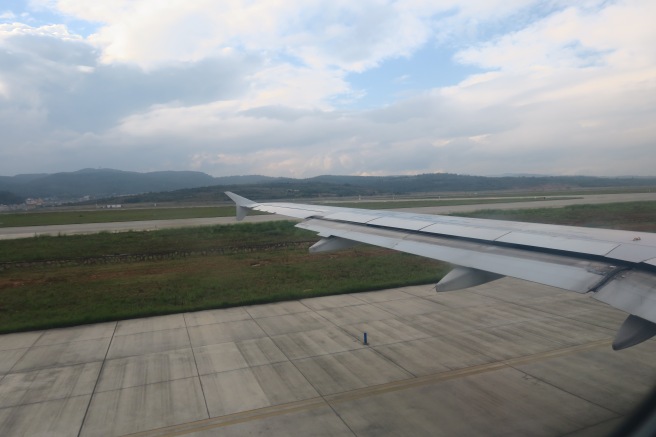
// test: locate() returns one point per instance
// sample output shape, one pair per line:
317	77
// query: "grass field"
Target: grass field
69	280
631	216
43	218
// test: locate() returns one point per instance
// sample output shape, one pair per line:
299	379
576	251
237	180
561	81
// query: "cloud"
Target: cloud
240	87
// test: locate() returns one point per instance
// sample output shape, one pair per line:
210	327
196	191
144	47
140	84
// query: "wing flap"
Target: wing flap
564	272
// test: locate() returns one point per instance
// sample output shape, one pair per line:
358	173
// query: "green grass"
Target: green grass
43	294
222	266
632	216
44	218
111	215
397	204
48	297
202	238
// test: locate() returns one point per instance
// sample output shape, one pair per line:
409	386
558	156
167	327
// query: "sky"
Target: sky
304	88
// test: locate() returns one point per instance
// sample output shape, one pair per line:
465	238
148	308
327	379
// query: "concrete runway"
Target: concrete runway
149	225
508	358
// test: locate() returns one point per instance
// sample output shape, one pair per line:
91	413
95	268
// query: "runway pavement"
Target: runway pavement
507	358
149	225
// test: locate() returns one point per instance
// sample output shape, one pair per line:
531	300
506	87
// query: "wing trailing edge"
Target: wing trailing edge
618	267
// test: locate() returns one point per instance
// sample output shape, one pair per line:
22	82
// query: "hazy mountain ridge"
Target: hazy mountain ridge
197	186
99	183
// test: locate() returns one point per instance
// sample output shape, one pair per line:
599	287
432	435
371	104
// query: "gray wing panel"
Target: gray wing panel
558	271
631	291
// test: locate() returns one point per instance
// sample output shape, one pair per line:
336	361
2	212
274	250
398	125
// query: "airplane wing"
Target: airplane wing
618	267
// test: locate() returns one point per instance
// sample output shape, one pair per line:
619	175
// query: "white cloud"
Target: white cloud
257	87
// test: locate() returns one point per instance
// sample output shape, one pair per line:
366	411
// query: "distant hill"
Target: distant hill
100	183
193	186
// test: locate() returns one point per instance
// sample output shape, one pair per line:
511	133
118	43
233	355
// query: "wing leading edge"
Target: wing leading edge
618	267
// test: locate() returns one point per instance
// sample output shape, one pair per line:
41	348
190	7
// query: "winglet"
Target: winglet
243	204
634	330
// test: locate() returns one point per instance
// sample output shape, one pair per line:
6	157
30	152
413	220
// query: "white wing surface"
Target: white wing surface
619	267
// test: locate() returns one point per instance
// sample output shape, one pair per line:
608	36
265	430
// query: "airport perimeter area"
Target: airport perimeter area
507	358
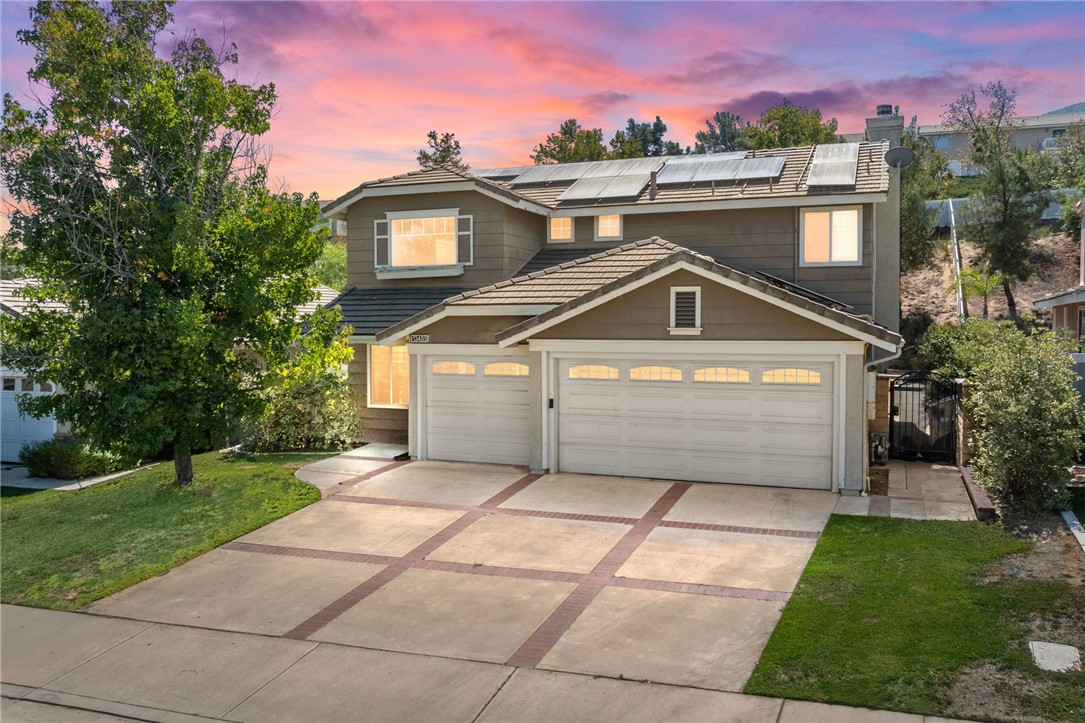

**GIVEN EXERCISE:** Which lines in the rows above contain the word "perimeter"? Copy out every one of them.

**RESPONSE BELOW:**
// query: "airport perimeter area"
Target: airport perimeter area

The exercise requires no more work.